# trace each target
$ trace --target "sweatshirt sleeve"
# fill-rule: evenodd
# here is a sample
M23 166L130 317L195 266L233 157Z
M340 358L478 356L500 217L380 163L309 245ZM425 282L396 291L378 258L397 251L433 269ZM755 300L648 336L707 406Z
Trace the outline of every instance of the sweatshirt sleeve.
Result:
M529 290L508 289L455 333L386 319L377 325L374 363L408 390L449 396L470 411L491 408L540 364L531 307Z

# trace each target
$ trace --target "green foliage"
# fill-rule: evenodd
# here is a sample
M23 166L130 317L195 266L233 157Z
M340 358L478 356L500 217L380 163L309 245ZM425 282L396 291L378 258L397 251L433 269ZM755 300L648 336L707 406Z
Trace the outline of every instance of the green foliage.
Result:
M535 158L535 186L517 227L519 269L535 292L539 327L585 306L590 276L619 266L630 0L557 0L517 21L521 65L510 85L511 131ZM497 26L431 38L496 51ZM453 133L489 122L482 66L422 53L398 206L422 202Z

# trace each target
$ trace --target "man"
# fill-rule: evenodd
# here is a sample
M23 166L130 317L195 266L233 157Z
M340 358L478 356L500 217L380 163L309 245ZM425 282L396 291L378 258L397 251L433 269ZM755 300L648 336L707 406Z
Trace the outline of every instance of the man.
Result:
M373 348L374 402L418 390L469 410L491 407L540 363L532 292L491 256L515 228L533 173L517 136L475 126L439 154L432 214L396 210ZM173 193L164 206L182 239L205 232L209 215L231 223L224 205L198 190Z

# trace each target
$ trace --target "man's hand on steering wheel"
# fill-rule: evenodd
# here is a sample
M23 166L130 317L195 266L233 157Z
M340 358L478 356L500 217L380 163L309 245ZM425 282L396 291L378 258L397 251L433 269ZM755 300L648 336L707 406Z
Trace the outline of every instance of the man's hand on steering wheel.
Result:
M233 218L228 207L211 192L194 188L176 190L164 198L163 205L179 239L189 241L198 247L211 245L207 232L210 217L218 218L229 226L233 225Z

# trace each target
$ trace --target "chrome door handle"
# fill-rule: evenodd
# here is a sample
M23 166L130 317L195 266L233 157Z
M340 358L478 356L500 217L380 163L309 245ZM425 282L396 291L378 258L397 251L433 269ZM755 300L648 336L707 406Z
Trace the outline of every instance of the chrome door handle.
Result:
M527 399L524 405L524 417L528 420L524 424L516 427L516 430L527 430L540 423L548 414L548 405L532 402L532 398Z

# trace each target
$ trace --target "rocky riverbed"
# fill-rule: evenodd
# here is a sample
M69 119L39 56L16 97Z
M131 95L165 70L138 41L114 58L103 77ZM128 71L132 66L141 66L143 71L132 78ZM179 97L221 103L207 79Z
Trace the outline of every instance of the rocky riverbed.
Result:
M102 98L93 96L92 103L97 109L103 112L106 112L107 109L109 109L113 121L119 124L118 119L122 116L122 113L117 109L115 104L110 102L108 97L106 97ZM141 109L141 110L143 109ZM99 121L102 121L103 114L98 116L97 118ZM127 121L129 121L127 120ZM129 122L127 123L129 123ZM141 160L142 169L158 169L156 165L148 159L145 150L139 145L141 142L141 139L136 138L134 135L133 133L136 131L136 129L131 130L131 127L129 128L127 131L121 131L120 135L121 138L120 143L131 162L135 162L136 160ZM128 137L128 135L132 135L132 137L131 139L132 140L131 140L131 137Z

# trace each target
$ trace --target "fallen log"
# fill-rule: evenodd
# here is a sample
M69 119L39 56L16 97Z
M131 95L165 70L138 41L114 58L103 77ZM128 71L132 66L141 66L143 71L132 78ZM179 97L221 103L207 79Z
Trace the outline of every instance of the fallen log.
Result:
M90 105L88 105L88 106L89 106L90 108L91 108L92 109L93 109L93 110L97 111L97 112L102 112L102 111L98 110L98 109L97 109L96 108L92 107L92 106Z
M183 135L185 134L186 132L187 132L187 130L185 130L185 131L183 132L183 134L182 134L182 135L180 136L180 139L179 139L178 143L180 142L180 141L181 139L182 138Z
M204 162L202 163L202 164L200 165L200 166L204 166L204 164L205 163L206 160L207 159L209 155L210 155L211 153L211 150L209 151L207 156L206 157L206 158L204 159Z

• **Directions for this task**
Rewrite all of the rows above, substituting "contour" for every occurrence of "outline" and leaving everything else unchanged.

• **Correct response**
# trace each target
$ trace --target "sweatshirt sleeve"
# fill-rule: evenodd
# here is a sample
M23 166L130 317L195 266L233 157Z
M340 358L478 356L500 217L380 163L309 245ZM425 282L396 291L378 258L397 251L433 269ZM755 300L648 336L707 406Z
Trace the contour of every instance of the sweatshirt sleeve.
Result:
M529 290L508 289L455 333L386 319L377 325L374 363L408 390L449 396L470 411L491 408L540 364L531 307Z

# trace each target
$ trace --target "green foliage"
# fill-rule: evenodd
# here is a sample
M23 166L130 317L195 266L233 157Z
M340 358L478 356L500 217L380 163L309 245ZM425 282L396 291L378 258L397 251L433 269ZM755 300L648 336L707 406Z
Trace the contour of every instance of the green foliage.
Result:
M535 158L535 186L517 227L519 269L535 292L539 327L585 306L590 276L619 266L630 0L557 0L517 21L521 65L510 85L511 131ZM497 26L431 38L496 51ZM453 133L489 122L482 66L422 53L398 206L422 202Z

# trace each target
$ trace --target "man"
# fill-rule: evenodd
# here is a sample
M23 166L130 317L195 266L233 157Z
M340 358L478 356L500 217L380 163L309 245ZM425 282L396 291L378 258L397 251L433 269ZM755 300L648 336L707 406Z
Trace the contour of every instance of the man.
Result:
M373 348L374 402L418 390L469 410L491 407L540 363L532 292L491 256L515 228L533 173L517 136L475 126L439 154L432 214L396 210ZM173 193L164 206L182 239L205 232L209 215L231 223L224 205L198 190Z

# trace each target
$ trace --target "man's hand on steering wheel"
# fill-rule: evenodd
# here is a sample
M23 166L130 317L195 266L233 157Z
M340 358L478 356L500 217L380 163L309 245ZM425 282L396 291L378 258L397 251L433 269ZM755 300L648 336L707 406Z
Trace the contour of every instance of the man's hand on steering wheel.
Result:
M233 218L228 207L211 192L194 188L176 190L164 198L163 205L179 239L189 241L198 247L211 245L207 232L210 217L218 218L229 226L233 225Z

# trace each target
$ trace --target "chrome door handle"
# fill-rule: evenodd
# here is a sample
M23 166L130 317L195 266L233 157Z
M340 358L478 356L500 217L380 163L309 245ZM425 282L396 291L378 258L397 251L433 269ZM755 300L648 336L707 406Z
Trace the contour of every instance of the chrome door handle.
Result:
M527 399L524 405L524 417L528 420L524 424L516 427L516 430L527 430L540 423L548 414L548 405L532 402L532 398Z

# trace each target
$ trace --target "rocky riverbed"
# fill-rule: evenodd
# here is a sample
M69 119L39 56L16 97Z
M131 95L165 70L138 41L114 58L103 77ZM128 71L132 66L141 66L143 71L132 78ZM179 97L221 103L207 79Z
Trace the contour of every instance of the rocky riverbed.
Result:
M102 98L93 96L92 103L97 109L103 112L106 112L107 109L109 109L113 121L119 124L118 119L122 116L122 113L117 109L115 104L110 102L108 97L106 97ZM141 109L141 110L143 109ZM99 121L102 121L103 114L98 116L97 118ZM127 121L129 121L127 120ZM129 122L127 123L129 123ZM141 160L142 169L158 169L156 165L148 159L145 150L139 145L141 142L141 139L136 138L134 135L133 133L136 131L136 129L131 130L131 127L129 128L127 131L121 131L120 135L121 138L120 143L131 162L135 162L136 160ZM128 137L128 135L132 135L132 137L131 139L132 140L131 140L131 137Z

# trace each target
$ trace --target "fallen log"
# fill-rule: evenodd
# here is a sample
M69 119L39 56L16 97Z
M131 95L165 70L138 41L114 58L103 77ZM128 71L132 66L141 66L143 71L132 78ZM179 97L221 103L207 79Z
Trace the contour of every instance of the fallen log.
Result:
M90 105L88 105L88 106L89 106L90 108L91 108L92 109L93 109L93 110L97 111L97 112L102 112L102 111L98 110L98 109L97 109L96 108L92 107L92 106Z
M183 135L185 134L186 132L187 132L187 130L185 130L185 131L183 132L183 134L182 134L182 135L180 136L180 139L179 139L178 143L180 142L180 141L181 139L182 138Z
M204 162L202 163L202 164L200 165L200 166L204 166L204 164L205 163L206 160L207 159L209 155L210 155L211 153L211 150L209 151L207 156L206 157L206 158L204 159Z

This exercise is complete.